------ DOCUMENT PASSAGE
Monetary Policy
Phil Verry (Executive Chairman - EROS Capital Ltd) has devoted a considerable amount of time and resources to developing the ‘Interest Linked Savings Scheme' (ILSS), which is a technically robust solution designed to remove all of the serious dysfunctionalities that handicap the present methodology for the operation of the Reserve Bank Monetary Policy. This policy has been developed with a view to also providing New Zealand with a powerful engine to drive a higher rate of growth of the New Zealand economy.
Interest Linked Saving Scheme
The ILSS solution was researched and developed, from the original thinking, to introduce a suite of new instruments to replace sole dependence upon the failed OCR instrument.
The ILSS solution will introduce a suite of new and more effective instruments, to replace the failed OCR interest surcharge instrument with a savings surcharge also linked to interest rates. While the ILSS solution is original, it is not radical: it is the present failed methodology that is radical. It literally: gifts away New Zealanders' wealth to foreign lenders/depositors by the RBNZ self-imposing interest rates that are higher than global markets would otherwise require, by way of the OCR surcharge imposed on short-term interest rates; and it destroys wealth creation, especially in the vital export sector, as hot money carry trade funds flood into New Zealand chasing the high interest rates and thereby causing massive over-valuation and volatility of the New Zealand dollar.
To a degree this ILSS instrument mimics the OCR instrument, but with several key differences:
-
The present interest-based OCR surcharge, paid mostly to foreigners, is replaced by the savings-based ILSS surcharge instrument, with the collected new free savings funds deposited via the Reserve Bank into KiwiSaver, or into a new 'New Zealand Economic Stabilisation and Growth Fund'. The OCR is retained as a reserve instrument, to be used on rare occasions, if at all. ILSS recognises that domestic saving is the natural instrument to control inflation.
-
Thus the enormous 'voluntary' leakage of New Zealanders' wealth, given as effectively free gifts to foreigners by OCR surcharges, will cease. Kiwis will no longer be forced to gift their wealth to foreigners and then have to borrow back those gifted funds as foreign debt, to finance the consequently chronic external current account deficits. Instead, the funds will be retained as domestic savings to fund New Zealand’s economic growth.
-
In all but the most exceptional circumstances, this removes the Reserve Bank's interventions from the financial markets, leaving lenders and borrowers to price debt without the OCR distortions. The market sets all interest rates, free of distortions caused by OCR interventions. Therefore, ILSS is less interventionist.
------------
◆ **REQUEST A**
In the monetary policy text, what do the collected ILSS surcharge funds get deposited into?
◆ **REQUEST B**
Copy out the rows verbatim, everything from the row containing "find drop ceiling panel" down to the row containing "(236, 254), (291, 275)", with both of those rows included.
------ DATASET RECORDS
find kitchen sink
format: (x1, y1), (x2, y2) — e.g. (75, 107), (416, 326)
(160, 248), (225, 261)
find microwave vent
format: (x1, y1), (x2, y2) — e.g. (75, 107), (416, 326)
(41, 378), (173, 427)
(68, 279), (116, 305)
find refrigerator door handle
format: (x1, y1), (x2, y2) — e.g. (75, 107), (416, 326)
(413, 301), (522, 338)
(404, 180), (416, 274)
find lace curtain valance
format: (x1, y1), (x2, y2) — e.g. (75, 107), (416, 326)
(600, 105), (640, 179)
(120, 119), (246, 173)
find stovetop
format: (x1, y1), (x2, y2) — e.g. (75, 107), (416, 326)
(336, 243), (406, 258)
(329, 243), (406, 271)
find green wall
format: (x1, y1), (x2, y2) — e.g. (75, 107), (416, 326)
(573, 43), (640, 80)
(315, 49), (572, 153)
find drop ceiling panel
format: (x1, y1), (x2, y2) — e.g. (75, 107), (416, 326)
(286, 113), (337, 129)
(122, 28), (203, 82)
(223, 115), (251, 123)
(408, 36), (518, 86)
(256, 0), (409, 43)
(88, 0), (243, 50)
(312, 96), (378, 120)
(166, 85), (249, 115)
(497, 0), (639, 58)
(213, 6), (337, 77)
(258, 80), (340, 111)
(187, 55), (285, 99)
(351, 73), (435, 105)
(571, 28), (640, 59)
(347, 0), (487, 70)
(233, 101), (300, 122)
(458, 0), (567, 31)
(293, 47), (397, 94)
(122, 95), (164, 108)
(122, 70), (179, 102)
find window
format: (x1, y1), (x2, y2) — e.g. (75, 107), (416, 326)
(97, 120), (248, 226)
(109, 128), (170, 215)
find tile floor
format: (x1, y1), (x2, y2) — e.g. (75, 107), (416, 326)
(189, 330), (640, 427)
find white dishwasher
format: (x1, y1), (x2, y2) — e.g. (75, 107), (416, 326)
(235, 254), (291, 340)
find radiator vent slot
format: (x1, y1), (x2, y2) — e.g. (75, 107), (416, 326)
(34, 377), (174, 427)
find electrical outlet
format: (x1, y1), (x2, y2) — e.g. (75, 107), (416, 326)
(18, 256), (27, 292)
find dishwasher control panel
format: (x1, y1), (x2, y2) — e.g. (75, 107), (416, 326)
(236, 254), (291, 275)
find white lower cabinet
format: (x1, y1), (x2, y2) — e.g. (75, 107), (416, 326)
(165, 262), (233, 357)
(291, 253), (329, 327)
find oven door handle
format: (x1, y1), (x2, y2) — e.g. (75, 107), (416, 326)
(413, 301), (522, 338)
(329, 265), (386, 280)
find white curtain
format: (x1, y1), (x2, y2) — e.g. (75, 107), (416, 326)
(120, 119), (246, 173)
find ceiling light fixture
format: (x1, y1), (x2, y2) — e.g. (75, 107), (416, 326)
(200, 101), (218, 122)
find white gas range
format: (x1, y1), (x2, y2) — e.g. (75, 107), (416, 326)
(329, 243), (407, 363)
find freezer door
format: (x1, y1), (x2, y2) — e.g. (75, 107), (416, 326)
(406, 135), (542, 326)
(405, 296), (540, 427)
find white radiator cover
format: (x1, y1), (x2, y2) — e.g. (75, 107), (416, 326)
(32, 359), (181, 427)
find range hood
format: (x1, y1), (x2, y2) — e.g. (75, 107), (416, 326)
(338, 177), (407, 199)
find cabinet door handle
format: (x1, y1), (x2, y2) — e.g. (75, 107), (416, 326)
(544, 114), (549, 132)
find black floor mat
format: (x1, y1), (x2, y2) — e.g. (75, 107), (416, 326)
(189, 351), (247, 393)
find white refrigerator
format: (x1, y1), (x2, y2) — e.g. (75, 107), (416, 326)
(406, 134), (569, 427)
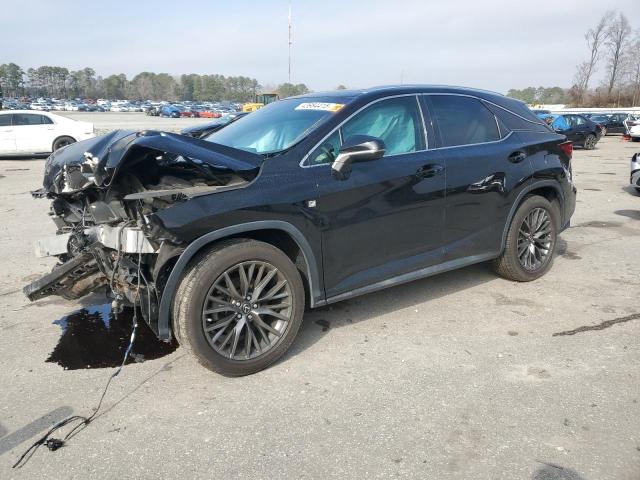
------------
◆ **CORRECT ANSWER A**
They are deposited via the Reserve Bank into KiwiSaver or into a new "New Zealand Economic Stabilisation and Growth Fund."

◆ **CORRECT ANSWER B**
find drop ceiling panel
format: (x1, y1), (x2, y2) — e.g. (75, 107), (416, 326)
(286, 113), (337, 129)
(122, 28), (203, 82)
(223, 115), (251, 123)
(408, 36), (518, 86)
(256, 0), (409, 43)
(88, 0), (243, 50)
(312, 96), (378, 120)
(166, 85), (249, 115)
(497, 0), (639, 58)
(213, 6), (337, 77)
(258, 80), (340, 111)
(187, 55), (285, 99)
(351, 73), (435, 105)
(571, 28), (640, 59)
(347, 0), (487, 70)
(233, 101), (300, 122)
(458, 0), (567, 31)
(293, 47), (397, 94)
(122, 95), (164, 108)
(122, 70), (179, 102)
find window
format: (x1, y1), (x2, y2) — e.g. (75, 107), (416, 326)
(97, 120), (248, 226)
(109, 128), (170, 215)
find tile floor
format: (x1, y1), (x2, y2) — e.g. (75, 107), (416, 326)
(189, 330), (640, 427)
find white dishwasher
format: (x1, y1), (x2, y2) — e.g. (75, 107), (416, 326)
(235, 254), (291, 340)
find radiator vent slot
format: (x1, y1), (x2, y2) — e.g. (75, 107), (416, 326)
(34, 377), (174, 427)
find electrical outlet
format: (x1, y1), (x2, y2) — e.g. (75, 107), (416, 326)
(18, 256), (27, 292)
find dishwasher control panel
format: (x1, y1), (x2, y2) — e.g. (75, 107), (416, 326)
(236, 254), (291, 275)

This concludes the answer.